[Trecho para ler]
=-=-=-=-=
Na manhã do dia 7 e fevereiro, uma notícia triste, revelada a apenas um mês do carnaval, cobriu de cinzas e enlutou três comunidades do samba carioca: Grande Rio, Portela e União da Ilha. Os barracões dessas escolas, situados na Cidade do Samba, incendiaram e o fogo destruiu muitos sonhos, inúmeras noites mal dormidas e o trabalho incansável de artistas e fazedores de ilusões. A TV mostrou as dimensões da tragédia e todos nós, certamente, ficamos apreensivos com o que poderia acontecer a partir desse incidente lastimável.

A mídia prontamente nos colocou a par do ocorrido, claro, sem precisar as causas, que ainda devem ser investigadas. Ficamos cara a cara com a tristeza, com o choro e com a desolação, tornando visíveis as ilusões perdidas e envolvidas pelo fogo e pela fumaça.

Solidariedade, humanitarismo e desejo de tudo refazer foi o que mais se pode perceber nos depoimentos lamentosos dos dirigentes e dos amantes do carnaval que, entristecidos, prometiam dar a volta por cima e trazer para os nossos olhos, no desfile, o que de melhor pudessem realizar para que a emoção esteja equilibrada ao talento, à vontade de superar o grande e devastador obstáculo causado pelo incêndio. Valeu a pena ver e ouvir as pessoas e sentir que, independentemente a qual escola de samba estejam vinculadas, ofereciam o melhor de si para recuperar as perdas, na tentativa de resgatar o pouco que ainda restava, convictos de que seria preciso recomeçar e idealizar um belo espetáculo, um dos maiores da Terra, todo ele concebido com garra e espírito de equipe, carregado de amor.
=-=-=-=-=
[Linhas]

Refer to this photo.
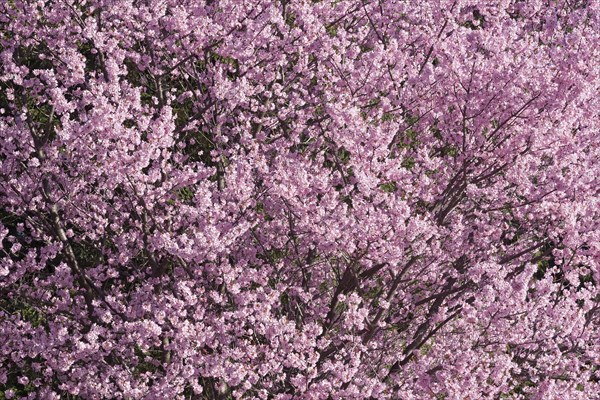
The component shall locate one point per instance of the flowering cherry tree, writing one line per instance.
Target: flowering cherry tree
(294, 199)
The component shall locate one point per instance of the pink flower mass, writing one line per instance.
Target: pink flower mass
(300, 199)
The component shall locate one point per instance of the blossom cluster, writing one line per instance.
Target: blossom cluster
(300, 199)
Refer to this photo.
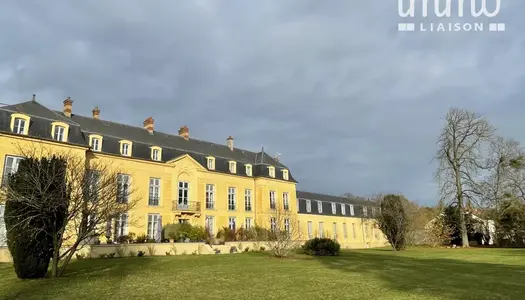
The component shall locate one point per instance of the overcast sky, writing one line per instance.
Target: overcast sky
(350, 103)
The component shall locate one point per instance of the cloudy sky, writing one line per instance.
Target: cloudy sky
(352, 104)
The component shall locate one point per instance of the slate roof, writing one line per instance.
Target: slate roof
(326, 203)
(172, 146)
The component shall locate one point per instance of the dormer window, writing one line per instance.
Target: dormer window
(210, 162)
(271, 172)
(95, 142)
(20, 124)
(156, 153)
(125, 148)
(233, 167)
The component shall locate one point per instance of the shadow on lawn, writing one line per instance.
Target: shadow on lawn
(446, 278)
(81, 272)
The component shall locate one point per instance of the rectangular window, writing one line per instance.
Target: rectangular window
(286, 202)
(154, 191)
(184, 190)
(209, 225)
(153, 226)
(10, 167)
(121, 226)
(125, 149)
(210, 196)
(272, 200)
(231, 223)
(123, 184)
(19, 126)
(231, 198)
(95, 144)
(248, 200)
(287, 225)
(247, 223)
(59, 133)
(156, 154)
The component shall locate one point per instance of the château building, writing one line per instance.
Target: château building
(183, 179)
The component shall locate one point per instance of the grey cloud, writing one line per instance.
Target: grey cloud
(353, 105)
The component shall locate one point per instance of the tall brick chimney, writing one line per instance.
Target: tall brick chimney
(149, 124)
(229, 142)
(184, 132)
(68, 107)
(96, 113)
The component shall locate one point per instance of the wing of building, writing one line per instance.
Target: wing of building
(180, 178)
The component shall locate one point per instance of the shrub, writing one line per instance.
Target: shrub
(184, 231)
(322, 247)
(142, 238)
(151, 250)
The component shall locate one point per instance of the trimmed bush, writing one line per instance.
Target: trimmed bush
=-=-=-=-=
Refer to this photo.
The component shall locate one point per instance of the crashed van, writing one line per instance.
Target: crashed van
=-=-=-=-=
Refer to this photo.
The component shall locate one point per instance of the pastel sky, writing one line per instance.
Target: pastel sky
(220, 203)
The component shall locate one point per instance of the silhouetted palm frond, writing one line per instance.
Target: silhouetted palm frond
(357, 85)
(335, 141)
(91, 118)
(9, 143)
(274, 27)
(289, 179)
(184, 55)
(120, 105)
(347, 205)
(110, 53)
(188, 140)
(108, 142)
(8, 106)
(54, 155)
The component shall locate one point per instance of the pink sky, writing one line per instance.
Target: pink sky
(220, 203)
=-=-=-=-=
[Instrução escrita] Reproduza palavra por palavra, do início ao fim, o trecho sobre o incêndio nos barracões da Cidade do Samba.

[Resposta]
Na manhã do dia 7 e fevereiro, uma notícia triste, revelada a apenas um mês do carnaval, cobriu de cinzas e enlutou três comunidades do samba carioca: Grande Rio, Portela e União da Ilha. Os barracões dessas escolas, situados na Cidade do Samba, incendiaram e o fogo destruiu muitos sonhos, inúmeras noites mal dormidas e o trabalho incansável de artistas e fazedores de ilusões. A TV mostrou as dimensões da tragédia e todos nós, certamente, ficamos apreensivos com o que poderia acontecer a partir desse incidente lastimável.

A mídia prontamente nos colocou a par do ocorrido, claro, sem precisar as causas, que ainda devem ser investigadas. Ficamos cara a cara com a tristeza, com o choro e com a desolação, tornando visíveis as ilusões perdidas e envolvidas pelo fogo e pela fumaça.

Solidariedade, humanitarismo e desejo de tudo refazer foi o que mais se pode perceber nos depoimentos lamentosos dos dirigentes e dos amantes do carnaval que, entristecidos, prometiam dar a volta por cima e trazer para os nossos olhos, no desfile, o que de melhor pudessem realizar para que a emoção esteja equilibrada ao talento, à vontade de superar o grande e devastador obstáculo causado pelo incêndio. Valeu a pena ver e ouvir as pessoas e sentir que, independentemente a qual escola de samba estejam vinculadas, ofereciam o melhor de si para recuperar as perdas, na tentativa de resgatar o pouco que ainda restava, convictos de que seria preciso recomeçar e idealizar um belo espetáculo, um dos maiores da Terra, todo ele concebido com garra e espírito de equipe, carregado de amor.